Task = Copy out the data below line for line, keeping every character unchanged.

Dataset records =
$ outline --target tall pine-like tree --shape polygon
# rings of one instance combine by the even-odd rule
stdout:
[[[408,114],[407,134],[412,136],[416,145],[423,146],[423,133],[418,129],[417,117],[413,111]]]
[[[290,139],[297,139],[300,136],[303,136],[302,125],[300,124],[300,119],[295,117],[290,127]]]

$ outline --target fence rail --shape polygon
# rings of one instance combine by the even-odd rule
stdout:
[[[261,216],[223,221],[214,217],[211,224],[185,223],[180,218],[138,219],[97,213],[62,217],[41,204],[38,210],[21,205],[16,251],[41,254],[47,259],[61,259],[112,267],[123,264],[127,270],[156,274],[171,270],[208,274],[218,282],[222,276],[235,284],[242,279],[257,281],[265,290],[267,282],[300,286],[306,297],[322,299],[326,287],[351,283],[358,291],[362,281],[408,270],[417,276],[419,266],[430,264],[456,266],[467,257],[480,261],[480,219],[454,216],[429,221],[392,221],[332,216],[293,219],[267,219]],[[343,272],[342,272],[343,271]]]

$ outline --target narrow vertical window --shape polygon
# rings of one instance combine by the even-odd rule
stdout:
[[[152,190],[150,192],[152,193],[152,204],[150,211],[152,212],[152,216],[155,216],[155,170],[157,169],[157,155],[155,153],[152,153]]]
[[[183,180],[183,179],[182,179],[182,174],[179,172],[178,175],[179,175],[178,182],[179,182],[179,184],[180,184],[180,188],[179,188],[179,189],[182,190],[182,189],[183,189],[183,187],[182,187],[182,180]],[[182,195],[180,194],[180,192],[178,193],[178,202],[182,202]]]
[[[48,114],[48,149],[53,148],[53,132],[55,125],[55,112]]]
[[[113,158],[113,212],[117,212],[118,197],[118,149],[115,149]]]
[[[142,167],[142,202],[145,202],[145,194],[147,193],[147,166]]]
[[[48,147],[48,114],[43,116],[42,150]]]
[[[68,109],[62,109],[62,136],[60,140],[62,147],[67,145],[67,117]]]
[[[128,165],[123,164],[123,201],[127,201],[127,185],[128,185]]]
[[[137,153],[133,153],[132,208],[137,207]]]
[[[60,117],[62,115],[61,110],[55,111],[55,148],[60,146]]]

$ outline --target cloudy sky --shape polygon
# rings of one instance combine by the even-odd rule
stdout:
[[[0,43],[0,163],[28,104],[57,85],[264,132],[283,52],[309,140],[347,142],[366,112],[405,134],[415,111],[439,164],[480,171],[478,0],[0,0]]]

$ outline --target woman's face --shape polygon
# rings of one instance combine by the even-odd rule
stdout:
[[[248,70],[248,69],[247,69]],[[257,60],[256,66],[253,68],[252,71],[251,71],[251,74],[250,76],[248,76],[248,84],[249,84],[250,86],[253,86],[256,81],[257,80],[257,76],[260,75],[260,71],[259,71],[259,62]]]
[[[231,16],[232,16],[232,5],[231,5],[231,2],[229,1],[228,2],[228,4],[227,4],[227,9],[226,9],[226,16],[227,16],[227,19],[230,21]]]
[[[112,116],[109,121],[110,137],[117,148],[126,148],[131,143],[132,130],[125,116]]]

Solution for this exercise =
$ outline --target tall pine-like tree --shape polygon
# rings of one instance combine by the even-odd rule
stdout:
[[[408,114],[407,134],[412,136],[416,145],[423,146],[423,133],[418,129],[417,117],[413,111]]]
[[[290,139],[297,139],[300,136],[303,136],[302,125],[300,124],[300,119],[295,117],[290,127]]]

$ outline --target fence rail --shape polygon
# rings of one instance combine by the even-odd rule
stdout:
[[[261,216],[223,221],[214,217],[211,224],[185,223],[180,218],[138,219],[97,213],[62,217],[41,204],[38,210],[21,205],[16,251],[41,254],[47,259],[61,259],[112,267],[123,264],[127,270],[156,274],[171,270],[208,274],[218,282],[222,276],[235,284],[242,279],[257,281],[265,290],[267,282],[300,286],[306,297],[322,299],[326,287],[351,283],[358,291],[362,281],[408,270],[417,276],[419,266],[430,264],[456,266],[467,257],[480,261],[480,219],[454,216],[429,221],[392,221],[332,216],[293,219],[267,219]],[[343,272],[342,272],[343,271]]]

$ outline --target narrow vertical window --shape polygon
# rings of one instance combine by the even-odd rule
stdout:
[[[152,190],[150,192],[152,193],[152,204],[150,211],[152,212],[152,216],[155,216],[155,170],[157,169],[157,155],[155,153],[152,153]]]
[[[183,180],[183,179],[182,179],[182,174],[179,172],[178,175],[179,175],[178,182],[179,182],[179,184],[180,184],[180,188],[179,188],[179,189],[182,190],[182,189],[183,189],[183,187],[182,187],[182,180]],[[182,195],[180,194],[180,192],[178,193],[178,202],[182,202]]]
[[[48,114],[48,149],[53,148],[53,132],[55,125],[55,112]]]
[[[113,158],[113,212],[117,212],[118,197],[118,149],[115,149]]]
[[[142,167],[142,202],[145,202],[145,194],[147,193],[147,166]]]
[[[48,147],[48,114],[43,116],[42,150]]]
[[[68,109],[62,109],[62,136],[60,140],[62,147],[67,145],[67,117]]]
[[[128,165],[123,164],[123,201],[127,201],[127,185],[128,185]]]
[[[137,153],[133,153],[132,208],[137,207]]]
[[[60,117],[62,115],[61,110],[55,111],[55,148],[60,146]]]

$ outline --target cloudy sky --shape polygon
# rings of one instance combine by the even-odd rule
stdout:
[[[0,43],[0,163],[28,104],[57,85],[264,132],[283,52],[309,140],[347,142],[366,112],[405,134],[415,111],[439,164],[480,171],[478,0],[0,0]]]

$ outline --target woman's face --shape polygon
# rings of one instance combine by the even-odd rule
stdout:
[[[248,70],[248,69],[247,69]],[[257,60],[256,66],[253,68],[252,71],[251,71],[251,74],[250,76],[248,76],[248,84],[249,84],[250,86],[253,86],[256,81],[257,80],[257,76],[260,75],[260,71],[259,71],[259,62]]]
[[[231,16],[232,16],[232,5],[231,5],[231,2],[229,1],[228,2],[228,4],[227,4],[227,9],[226,9],[226,16],[227,16],[227,19],[230,21]]]
[[[112,116],[109,121],[110,137],[117,148],[126,148],[131,143],[132,130],[125,116]]]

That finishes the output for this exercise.